__Try it__. Give all of the data below again exactly, and drop the images.

=== Given entries ===

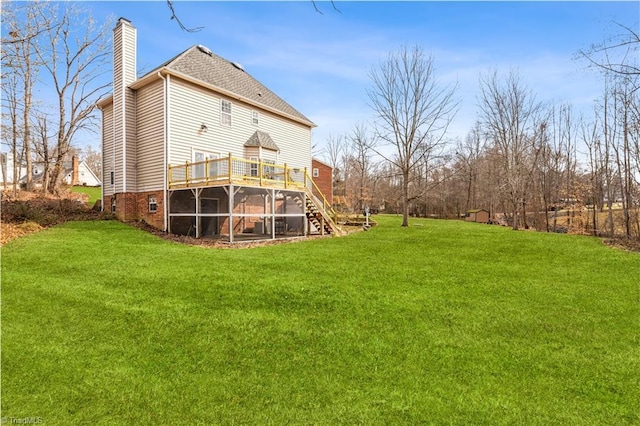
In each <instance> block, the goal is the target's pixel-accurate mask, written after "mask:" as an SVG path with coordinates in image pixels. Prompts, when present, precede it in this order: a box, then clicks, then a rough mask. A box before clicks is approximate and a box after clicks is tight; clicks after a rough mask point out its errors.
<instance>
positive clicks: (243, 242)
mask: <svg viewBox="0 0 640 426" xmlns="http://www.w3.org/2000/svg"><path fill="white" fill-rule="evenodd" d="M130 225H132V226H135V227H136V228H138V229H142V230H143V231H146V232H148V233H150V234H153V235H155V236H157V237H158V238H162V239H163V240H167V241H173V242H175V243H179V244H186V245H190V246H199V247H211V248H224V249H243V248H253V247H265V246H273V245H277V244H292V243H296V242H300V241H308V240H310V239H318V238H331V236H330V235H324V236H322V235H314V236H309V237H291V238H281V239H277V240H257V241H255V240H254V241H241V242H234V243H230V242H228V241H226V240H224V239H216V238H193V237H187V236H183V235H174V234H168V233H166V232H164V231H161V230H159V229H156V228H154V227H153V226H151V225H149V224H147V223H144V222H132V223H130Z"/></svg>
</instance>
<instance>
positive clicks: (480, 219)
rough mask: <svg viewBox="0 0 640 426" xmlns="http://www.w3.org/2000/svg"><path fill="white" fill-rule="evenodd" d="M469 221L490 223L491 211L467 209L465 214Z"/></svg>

===

__Output for this exercise__.
In each <instance> block, the goal is the target's pixel-accurate mask, written after "mask:" as an SVG path with coordinates in image pixels. Prompts, when present, precede it in this order: a box, then clicks, then a rough mask. A box before clicks is approximate and a box after clicks is tight; clicks after a rough mask point out its errors.
<instance>
positive clicks: (243, 242)
mask: <svg viewBox="0 0 640 426" xmlns="http://www.w3.org/2000/svg"><path fill="white" fill-rule="evenodd" d="M130 225H132V226H135V227H136V228H138V229H142V230H143V231H146V232H148V233H150V234H153V235H155V236H157V237H158V238H162V239H163V240H167V241H173V242H175V243H179V244H186V245H190V246H199V247H211V248H224V249H243V248H253V247H265V246H273V245H277V244H292V243H296V242H300V241H308V240H310V239H318V238H331V236H330V235H324V236H322V235H314V236H309V237H291V238H281V239H277V240H257V241H255V240H254V241H241V242H234V243H230V242H228V241H226V240H224V239H216V238H193V237H187V236H183V235H174V234H168V233H166V232H164V231H161V230H159V229H156V228H154V227H153V226H151V225H149V224H147V223H144V222H132V223H130Z"/></svg>
</instance>
<instance>
positive clicks: (480, 219)
rough mask: <svg viewBox="0 0 640 426" xmlns="http://www.w3.org/2000/svg"><path fill="white" fill-rule="evenodd" d="M469 221L490 223L491 211L467 209L465 214Z"/></svg>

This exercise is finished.